Edit

Share via


Install AMD GPU drivers on NVads V710-series Linux VMs

Applies to: ✔️ Linux VMs

Note

Azure currently provides installation instructions for Ubuntu 22.04 and Ubuntu 24.04. For other Linux distributions and the latest updated guide on setting up ROCm drivers, please see AMDs page - Quick start installation guide - ROCm installation(Linux), for all other ROCm versions, see ROCm release history - ROCm Documentation

NVads V710-series

To utilize the GPU capabilities of the new Azure NVads V710-series VMs running Linux, you need to install the AMD GPU drivers. The AMD GPU Driver Extension simplifies the installation process for AMD GPU drivers on NVv710-series VMs. You can manage this extension through the Azure portal, Azure PowerShell, or Azure Resource Manager(ARM) templates. For detailed information on supported operating systems and deployment steps, see AMD GPU Driver Extension documentation.

This article outlines the supported operating systems, drivers, and provides installation and verification steps for Ubuntu.

ROCm

Here are the steps for installing the AMD Linux Driver to harness the capabilities of the AMD Radeon PRO V710 GPU on an NVv5-V710 GPU Linux instance provided by Microsoft Azure. Subsequent sections provide detailed Linux driver installation instructions for users who wish to perform inference using ROCm on the NVv5-V710 GPU Linux instance.

Step1: Linux Driver Installation

  • Supported Linux Distros

Verify if the system is running supported Linux version using $ cat /etc/*release, and the output should return the string similar to: DISTRIB_ID=Ubuntu
DISTRIB_RELEASE=XX
DISTRIB_CODENAME=jammy
DISTRIB_DESCRIPTION="Ubuntu"
PRETTY_NAME="Ubuntu LTS"

  • Supported Linux Kernel

Verify if the Linux OS is running supported kernel version using $ uname -srmv, and the output should return the string similar to:
Linux 5.XX.0-XX-generic #86-Ubuntu SMP Mon Jul 10 16:07:21 UTC 2023 x86_64

Step2: Pre-configuration

Note

The disk size must be greater than 64GB to ensure optimal performance and compatibility.

——

[Your tasks]
**a)** According to the guide on installing AMD GPU drivers for NVads V710-series Linux VMs, how large must the disk be?
**b)** Retype the part of the listing starting with the line containing "Note: spot each instance of the grey t-shirt" and going on through the line containing "(1021, 360)".

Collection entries
——

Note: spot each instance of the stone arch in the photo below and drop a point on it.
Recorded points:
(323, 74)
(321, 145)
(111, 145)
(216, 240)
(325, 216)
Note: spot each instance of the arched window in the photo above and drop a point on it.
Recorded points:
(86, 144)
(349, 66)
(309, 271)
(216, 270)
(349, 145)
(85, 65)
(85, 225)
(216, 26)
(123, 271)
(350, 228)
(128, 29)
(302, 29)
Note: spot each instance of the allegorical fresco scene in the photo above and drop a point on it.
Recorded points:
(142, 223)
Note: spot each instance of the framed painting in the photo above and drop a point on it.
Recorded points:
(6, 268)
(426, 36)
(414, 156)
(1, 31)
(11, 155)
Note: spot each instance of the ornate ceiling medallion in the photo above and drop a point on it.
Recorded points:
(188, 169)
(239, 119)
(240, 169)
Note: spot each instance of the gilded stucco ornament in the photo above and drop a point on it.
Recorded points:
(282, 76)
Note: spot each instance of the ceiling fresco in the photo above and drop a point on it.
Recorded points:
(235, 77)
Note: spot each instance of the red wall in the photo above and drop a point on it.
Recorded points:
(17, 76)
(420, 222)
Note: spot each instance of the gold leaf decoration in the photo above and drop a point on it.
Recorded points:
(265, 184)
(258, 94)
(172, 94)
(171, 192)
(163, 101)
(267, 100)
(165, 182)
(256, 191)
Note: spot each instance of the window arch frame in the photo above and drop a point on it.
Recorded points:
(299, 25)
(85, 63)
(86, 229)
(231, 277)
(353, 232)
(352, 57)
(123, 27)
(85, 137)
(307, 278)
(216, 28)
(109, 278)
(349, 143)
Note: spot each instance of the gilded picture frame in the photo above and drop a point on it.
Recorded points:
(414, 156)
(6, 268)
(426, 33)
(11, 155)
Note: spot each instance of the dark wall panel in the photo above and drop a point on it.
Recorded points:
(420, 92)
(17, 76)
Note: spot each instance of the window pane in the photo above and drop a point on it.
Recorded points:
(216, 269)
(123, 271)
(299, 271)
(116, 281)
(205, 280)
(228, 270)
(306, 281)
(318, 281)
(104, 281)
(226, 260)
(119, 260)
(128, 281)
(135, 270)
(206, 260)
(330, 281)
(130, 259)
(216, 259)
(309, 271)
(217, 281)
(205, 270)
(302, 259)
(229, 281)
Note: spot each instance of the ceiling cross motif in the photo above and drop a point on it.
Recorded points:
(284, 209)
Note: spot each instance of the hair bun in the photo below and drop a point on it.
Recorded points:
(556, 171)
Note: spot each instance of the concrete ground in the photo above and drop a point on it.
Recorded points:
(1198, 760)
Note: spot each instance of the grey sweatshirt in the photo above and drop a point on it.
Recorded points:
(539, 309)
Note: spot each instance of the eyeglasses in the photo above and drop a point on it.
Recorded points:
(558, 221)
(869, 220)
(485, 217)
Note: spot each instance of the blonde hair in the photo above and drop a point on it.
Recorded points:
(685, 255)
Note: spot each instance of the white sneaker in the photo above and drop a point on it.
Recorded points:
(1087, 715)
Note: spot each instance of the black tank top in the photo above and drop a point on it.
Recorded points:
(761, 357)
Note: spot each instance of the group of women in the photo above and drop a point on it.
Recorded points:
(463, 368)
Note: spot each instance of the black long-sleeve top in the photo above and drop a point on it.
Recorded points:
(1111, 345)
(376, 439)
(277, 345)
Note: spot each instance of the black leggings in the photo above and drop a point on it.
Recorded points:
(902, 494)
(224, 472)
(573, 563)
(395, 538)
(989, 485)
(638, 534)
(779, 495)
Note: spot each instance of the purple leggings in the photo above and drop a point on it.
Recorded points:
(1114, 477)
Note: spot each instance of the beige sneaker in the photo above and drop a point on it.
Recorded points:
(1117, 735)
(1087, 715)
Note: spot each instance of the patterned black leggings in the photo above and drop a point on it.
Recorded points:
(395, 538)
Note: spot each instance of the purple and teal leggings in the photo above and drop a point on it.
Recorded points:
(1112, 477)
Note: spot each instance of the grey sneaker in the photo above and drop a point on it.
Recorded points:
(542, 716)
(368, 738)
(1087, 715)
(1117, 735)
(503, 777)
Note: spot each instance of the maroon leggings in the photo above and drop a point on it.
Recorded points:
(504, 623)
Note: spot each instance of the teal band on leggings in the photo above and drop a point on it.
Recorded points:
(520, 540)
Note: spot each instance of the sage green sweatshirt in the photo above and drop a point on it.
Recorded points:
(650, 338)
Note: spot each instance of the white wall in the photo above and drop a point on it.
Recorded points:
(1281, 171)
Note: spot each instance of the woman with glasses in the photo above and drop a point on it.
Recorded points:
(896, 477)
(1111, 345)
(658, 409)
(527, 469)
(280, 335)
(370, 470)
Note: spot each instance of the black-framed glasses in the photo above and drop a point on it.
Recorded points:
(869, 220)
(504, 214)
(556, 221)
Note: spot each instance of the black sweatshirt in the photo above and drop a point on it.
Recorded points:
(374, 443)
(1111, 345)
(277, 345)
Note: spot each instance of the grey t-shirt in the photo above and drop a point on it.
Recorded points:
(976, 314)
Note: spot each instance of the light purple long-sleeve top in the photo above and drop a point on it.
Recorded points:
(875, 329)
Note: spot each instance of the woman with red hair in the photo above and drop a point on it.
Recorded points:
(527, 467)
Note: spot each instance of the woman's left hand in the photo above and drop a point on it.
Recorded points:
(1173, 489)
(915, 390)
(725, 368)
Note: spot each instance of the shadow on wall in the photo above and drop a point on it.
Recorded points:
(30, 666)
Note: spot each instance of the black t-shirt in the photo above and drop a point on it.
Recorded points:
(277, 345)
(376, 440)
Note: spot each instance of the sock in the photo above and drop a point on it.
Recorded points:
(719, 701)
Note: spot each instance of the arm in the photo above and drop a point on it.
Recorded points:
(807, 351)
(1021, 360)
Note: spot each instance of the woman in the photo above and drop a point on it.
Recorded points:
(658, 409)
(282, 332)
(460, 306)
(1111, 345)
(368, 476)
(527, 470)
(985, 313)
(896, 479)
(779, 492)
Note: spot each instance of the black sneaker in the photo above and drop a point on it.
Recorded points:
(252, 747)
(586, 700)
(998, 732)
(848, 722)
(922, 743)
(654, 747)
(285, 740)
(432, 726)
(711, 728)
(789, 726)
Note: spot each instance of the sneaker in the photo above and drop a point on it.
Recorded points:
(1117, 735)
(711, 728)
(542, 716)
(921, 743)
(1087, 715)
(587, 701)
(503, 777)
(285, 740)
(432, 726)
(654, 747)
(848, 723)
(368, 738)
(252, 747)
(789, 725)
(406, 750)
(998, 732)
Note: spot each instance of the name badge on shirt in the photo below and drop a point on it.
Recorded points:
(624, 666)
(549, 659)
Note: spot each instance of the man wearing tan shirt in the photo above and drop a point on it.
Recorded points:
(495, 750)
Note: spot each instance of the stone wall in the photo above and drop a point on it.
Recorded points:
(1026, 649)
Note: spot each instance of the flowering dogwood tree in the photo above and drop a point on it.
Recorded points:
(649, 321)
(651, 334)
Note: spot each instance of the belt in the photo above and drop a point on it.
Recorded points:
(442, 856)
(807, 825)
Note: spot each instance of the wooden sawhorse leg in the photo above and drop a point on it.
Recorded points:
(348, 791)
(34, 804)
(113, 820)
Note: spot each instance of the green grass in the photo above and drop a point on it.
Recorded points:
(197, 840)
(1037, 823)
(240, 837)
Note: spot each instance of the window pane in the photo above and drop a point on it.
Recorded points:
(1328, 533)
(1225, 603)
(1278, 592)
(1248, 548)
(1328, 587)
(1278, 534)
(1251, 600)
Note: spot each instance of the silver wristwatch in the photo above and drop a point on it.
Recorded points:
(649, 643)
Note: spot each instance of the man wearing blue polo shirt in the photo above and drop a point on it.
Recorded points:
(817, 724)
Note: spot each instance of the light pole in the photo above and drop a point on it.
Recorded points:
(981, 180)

——

[Answers to the problems]
**a)** Greater than 64GB.

**b)**
Note: spot each instance of the grey t-shirt in the photo above and drop a point on it.
Recorded points:
(976, 314)
Note: spot each instance of the light purple long-sleeve top in the photo above and drop a point on it.
Recorded points:
(875, 329)
Note: spot each instance of the woman with red hair in the photo above and drop a point on it.
Recorded points:
(527, 467)
Note: spot each instance of the woman's left hand in the photo above and drop a point on it.
Recorded points:
(1173, 489)
(915, 390)
(725, 368)
Note: spot each instance of the shadow on wall in the photo above and drop a point on it.
Recorded points:
(30, 666)
Note: spot each instance of the black t-shirt in the photo above and drop a point on it.
Recorded points:
(277, 345)
(376, 440)
Note: spot each instance of the sock in the photo above and drop a point on it.
Recorded points:
(719, 701)
Note: spot each instance of the arm in the photo above and drop a point on it.
Recorded points:
(807, 351)
(1021, 360)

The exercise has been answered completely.